> Text segment:
= Beginning of Section =

You're so much stronger than it is.

4. Work on building a better relationship with food

Food isn't our enemy. The disorder is. Many people with eating disorders struggle when it comes to control. Often swinging from being completely rigid with rules to allowing absolute chaos. Here at PUL, we encourage finding a nourishing balance in our eating routine. We support avoiding rules, restrictions, calorie counting and measuring or weighing of foods. This is because rules and restrictions promote us to become more preoccupied and obsessed with food.

If we're struggling with an eating disorder, it may also be helpful to avoid titles like "veganism" or "vegetarianism". Are we using the title as a way to justify restrictive eating behaviours, or is it genuinely for the sake of the animals and/or the environment? We can always return to a plant-based way of living once our relationship with food has healed. For extra support when making this decision, we recommend speaking with a dietitian.

= End of Section =

> Information:
= Beginning of Section =

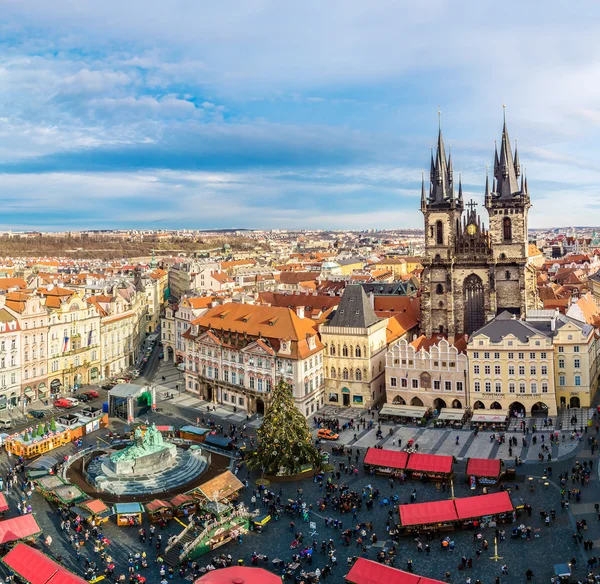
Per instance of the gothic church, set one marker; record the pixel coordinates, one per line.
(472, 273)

= End of Section =
= Beginning of Section =

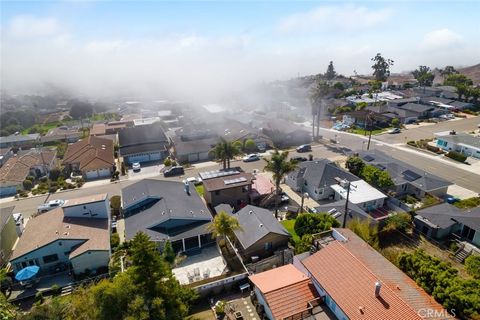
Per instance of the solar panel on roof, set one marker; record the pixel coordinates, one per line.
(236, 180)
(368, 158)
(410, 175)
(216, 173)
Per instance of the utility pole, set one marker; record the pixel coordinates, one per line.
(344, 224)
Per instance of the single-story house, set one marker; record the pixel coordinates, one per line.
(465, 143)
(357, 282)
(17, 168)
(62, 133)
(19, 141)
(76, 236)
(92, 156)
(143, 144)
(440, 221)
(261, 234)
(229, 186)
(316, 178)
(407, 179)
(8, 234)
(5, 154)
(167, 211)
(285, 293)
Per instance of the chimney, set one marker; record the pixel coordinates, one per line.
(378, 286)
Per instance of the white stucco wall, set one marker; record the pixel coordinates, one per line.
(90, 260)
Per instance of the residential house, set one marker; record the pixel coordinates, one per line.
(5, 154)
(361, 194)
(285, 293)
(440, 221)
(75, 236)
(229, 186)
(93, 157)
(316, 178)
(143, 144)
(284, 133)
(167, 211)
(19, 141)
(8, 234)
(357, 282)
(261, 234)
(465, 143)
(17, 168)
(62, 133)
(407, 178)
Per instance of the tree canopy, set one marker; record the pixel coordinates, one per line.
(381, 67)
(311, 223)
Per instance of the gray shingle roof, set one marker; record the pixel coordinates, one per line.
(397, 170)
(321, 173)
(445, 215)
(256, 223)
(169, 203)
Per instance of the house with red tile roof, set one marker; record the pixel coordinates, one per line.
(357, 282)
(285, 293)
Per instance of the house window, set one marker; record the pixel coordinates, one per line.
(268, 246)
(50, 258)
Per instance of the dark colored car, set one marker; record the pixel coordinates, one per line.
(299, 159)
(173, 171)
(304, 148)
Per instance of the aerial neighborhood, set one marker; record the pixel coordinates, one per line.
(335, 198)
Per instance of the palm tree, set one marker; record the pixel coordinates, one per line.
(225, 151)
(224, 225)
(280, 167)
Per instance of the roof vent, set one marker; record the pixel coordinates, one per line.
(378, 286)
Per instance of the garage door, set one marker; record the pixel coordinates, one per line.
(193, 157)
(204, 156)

= End of Section =

> What to work on: Can you write out the passage on eating disorders again, beginning at the words "You're so much" and stopping after "obsessed with food.", and change "enemy" to "foe"? Answer from the passage on eating disorders alone.

> Answer to the problem:
You're so much stronger than it is.

4. Work on building a better relationship with food

Food isn't our foe. The disorder is. Many people with eating disorders struggle when it comes to control. Often swinging from being completely rigid with rules to allowing absolute chaos. Here at PUL, we encourage finding a nourishing balance in our eating routine. We support avoiding rules, restrictions, calorie counting and measuring or weighing of foods. This is because rules and restrictions promote us to become more preoccupied and obsessed with food.